**Page excerpt**:
But there is an applicability issue here as well – the problem of extraterritoriality, because both strikes took place outside the territories of the states using lethal force. The United States and Israel have long opposed the extraterritorial applicability of human rights law, and they have done so precisely in order to be able to engage in operations such as these with fewer legal constraints. But that is in the long run a losing proposition; there is simply no satisfactory normative argument that justifies excluding extraterritorial assassinations from the scope of human rights protection.

I discussed this question extensively last week in light of the Carter judgment of the European Court of Human Rights, in which it found that the ECHR did apply to the killing of Alexander Litvinenko by Russian agents in London. Readers will recall that the Court rightly adopted an expansive approach to extraterritorial jurisdiction but that in doing so it also relied on the dubious notion of ‘proximate targeting’, borrowed from its judgment Georgia v. Russia No. 2. Thus, a person ‘proximately targeted’ (whatever that means) would be entitled to the protection of their right to life extraterritorially, whereas a person killed by state agents but not so targeted would not be. The arbitrariness of that position (which the Chamber really used to undermine the restrictive approach in Bankovic and GvR No. 2) is well exposed by the two cases before us. Is a person killed by a drone, whose movements were carefully observed for some 8 hours by the drone operators, someone who was ‘proximately targeted’? Is a person killed by a robotic machine gun, but one operated remotely via satellite from hundreds of miles away and with a smidgeon of AI assistance, someone who was ‘proximately targeted’? Simply put, no sensible system of human rights protection could regard extraterritorial killing by poisoning to be covered by the ECHR or some other human rights treaty, but for the US drone strike or the Israeli super-machine gun assassination not to be so covered.

Which brings us to the merits of the potential right to life violation. The analysis here is not too dissimilar from the jus ad bellum. Again Israel would to me seem to have no colourable justification here. A lethal force against an individual could be justified under IHRL only if they posed an immediate threat to the lives of others, and no other options were available to deal with that threat. But Mr Fakhrizadeh posed no such threat, despite his involvement in the Iranian nuclear programme. Human rights law simply cannot justify the killing of any scientist whose work may, at some point in the distant future, be used to inflict harm on others. Otherwise we could just declare an open hunting season on university professors and government scientists worldwide.

**Work item**: Pick up the passage on extraterritorial killings and the right to life where it stops, and continue it in the same voice.

**Dataset entries**:

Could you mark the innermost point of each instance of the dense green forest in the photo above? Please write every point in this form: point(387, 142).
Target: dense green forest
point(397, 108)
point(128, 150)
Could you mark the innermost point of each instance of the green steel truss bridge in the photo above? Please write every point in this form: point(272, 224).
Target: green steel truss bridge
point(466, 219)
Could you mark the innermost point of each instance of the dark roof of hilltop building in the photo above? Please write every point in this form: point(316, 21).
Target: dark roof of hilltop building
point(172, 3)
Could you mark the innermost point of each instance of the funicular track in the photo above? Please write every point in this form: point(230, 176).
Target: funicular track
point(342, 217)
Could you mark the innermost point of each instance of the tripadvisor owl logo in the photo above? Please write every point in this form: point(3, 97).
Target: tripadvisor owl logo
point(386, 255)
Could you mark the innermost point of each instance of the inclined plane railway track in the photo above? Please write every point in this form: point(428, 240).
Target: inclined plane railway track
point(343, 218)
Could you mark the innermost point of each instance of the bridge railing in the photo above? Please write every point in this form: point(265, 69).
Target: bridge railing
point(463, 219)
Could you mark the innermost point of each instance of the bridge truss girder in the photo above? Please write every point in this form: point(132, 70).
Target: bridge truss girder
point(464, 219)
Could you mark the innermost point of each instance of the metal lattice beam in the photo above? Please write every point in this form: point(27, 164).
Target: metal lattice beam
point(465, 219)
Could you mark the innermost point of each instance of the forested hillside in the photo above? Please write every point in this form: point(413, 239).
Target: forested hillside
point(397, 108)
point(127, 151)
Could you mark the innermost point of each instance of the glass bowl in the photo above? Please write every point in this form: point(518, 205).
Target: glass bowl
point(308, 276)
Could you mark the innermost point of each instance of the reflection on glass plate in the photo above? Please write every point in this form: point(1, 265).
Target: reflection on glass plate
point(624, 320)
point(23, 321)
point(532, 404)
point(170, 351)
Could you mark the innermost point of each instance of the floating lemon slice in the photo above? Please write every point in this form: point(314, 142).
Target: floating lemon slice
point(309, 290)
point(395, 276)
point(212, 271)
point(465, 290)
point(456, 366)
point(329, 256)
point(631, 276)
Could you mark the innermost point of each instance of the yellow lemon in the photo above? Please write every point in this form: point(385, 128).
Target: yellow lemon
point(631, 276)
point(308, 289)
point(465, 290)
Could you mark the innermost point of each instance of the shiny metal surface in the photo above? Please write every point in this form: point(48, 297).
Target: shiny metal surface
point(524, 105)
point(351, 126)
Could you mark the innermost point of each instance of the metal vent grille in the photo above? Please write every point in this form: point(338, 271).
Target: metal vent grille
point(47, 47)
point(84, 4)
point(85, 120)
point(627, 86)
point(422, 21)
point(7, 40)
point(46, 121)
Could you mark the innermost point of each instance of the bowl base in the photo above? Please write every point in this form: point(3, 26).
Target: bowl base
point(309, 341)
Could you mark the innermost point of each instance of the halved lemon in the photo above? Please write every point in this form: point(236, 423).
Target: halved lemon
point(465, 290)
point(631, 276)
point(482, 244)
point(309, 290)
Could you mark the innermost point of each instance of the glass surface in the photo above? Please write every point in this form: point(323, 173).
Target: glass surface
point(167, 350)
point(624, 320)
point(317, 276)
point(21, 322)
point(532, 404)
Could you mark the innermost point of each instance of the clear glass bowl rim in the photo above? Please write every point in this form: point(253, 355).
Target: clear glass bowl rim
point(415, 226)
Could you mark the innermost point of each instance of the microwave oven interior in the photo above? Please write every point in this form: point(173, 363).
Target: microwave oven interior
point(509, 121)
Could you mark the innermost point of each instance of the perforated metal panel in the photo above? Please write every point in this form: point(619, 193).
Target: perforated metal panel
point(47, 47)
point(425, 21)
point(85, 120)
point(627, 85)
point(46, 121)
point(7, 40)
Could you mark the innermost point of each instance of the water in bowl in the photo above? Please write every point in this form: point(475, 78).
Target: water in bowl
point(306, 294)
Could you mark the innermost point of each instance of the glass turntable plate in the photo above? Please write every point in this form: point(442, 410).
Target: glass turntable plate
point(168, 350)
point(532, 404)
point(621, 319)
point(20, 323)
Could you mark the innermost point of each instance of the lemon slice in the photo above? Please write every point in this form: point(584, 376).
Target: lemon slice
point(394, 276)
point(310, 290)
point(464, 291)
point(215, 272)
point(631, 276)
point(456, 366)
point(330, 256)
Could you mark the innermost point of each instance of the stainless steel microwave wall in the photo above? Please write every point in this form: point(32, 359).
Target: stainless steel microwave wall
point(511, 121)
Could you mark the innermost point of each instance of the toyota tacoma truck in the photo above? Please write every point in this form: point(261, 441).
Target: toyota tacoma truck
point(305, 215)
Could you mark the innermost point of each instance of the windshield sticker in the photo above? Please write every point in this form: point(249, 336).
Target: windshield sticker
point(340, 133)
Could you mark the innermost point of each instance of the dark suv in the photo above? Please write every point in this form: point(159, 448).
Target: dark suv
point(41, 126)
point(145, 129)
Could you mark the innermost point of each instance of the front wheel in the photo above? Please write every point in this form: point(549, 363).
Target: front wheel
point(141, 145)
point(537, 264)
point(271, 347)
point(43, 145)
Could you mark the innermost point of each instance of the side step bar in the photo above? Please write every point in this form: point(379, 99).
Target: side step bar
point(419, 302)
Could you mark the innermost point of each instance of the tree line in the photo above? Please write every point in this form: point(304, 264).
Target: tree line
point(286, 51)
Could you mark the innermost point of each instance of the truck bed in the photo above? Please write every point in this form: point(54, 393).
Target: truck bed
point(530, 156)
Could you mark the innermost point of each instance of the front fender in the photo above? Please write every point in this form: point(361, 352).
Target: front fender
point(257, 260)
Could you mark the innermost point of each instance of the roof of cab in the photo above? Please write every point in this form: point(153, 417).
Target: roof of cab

**Response**:
As for the US drone strike, the issue here would again be one of mistake of fact. Under the principles articulated in McCann a mistake that is both honest and reasonable – in the sense that all feasible precautions were taken in the planning of the operation to minimize the loss of life – would excuse the state from a violation of the right to life, even if the perceived threat to lives of others was not really there. Whether this is the case here or not would again depend on a deeper analysis of the facts, including the intelligence information the US operators had available at the time, but as things stand it seems unlikely that the US could successfully discharge this burden.

In short, the erroneous US drone strike in Afghanistan most probably violated international law (depending on the resolution of certain questions of fact), and Israel’s killing of Mr Fakhrizadeh very definitely did so (we know all the facts we need to know). The US will likely make an ex gratia payment to the victims of the strike without acknowledging its legal responsibility to do so, as it sometimes does, and is conducting an investigation into how the error was made; Israel will do no such thing, as the killing was approved at the highest political level. I do hope to have shown, however, that engaging with human rights law is absolutely necessary to properly evaluate extraordinary cases such as these.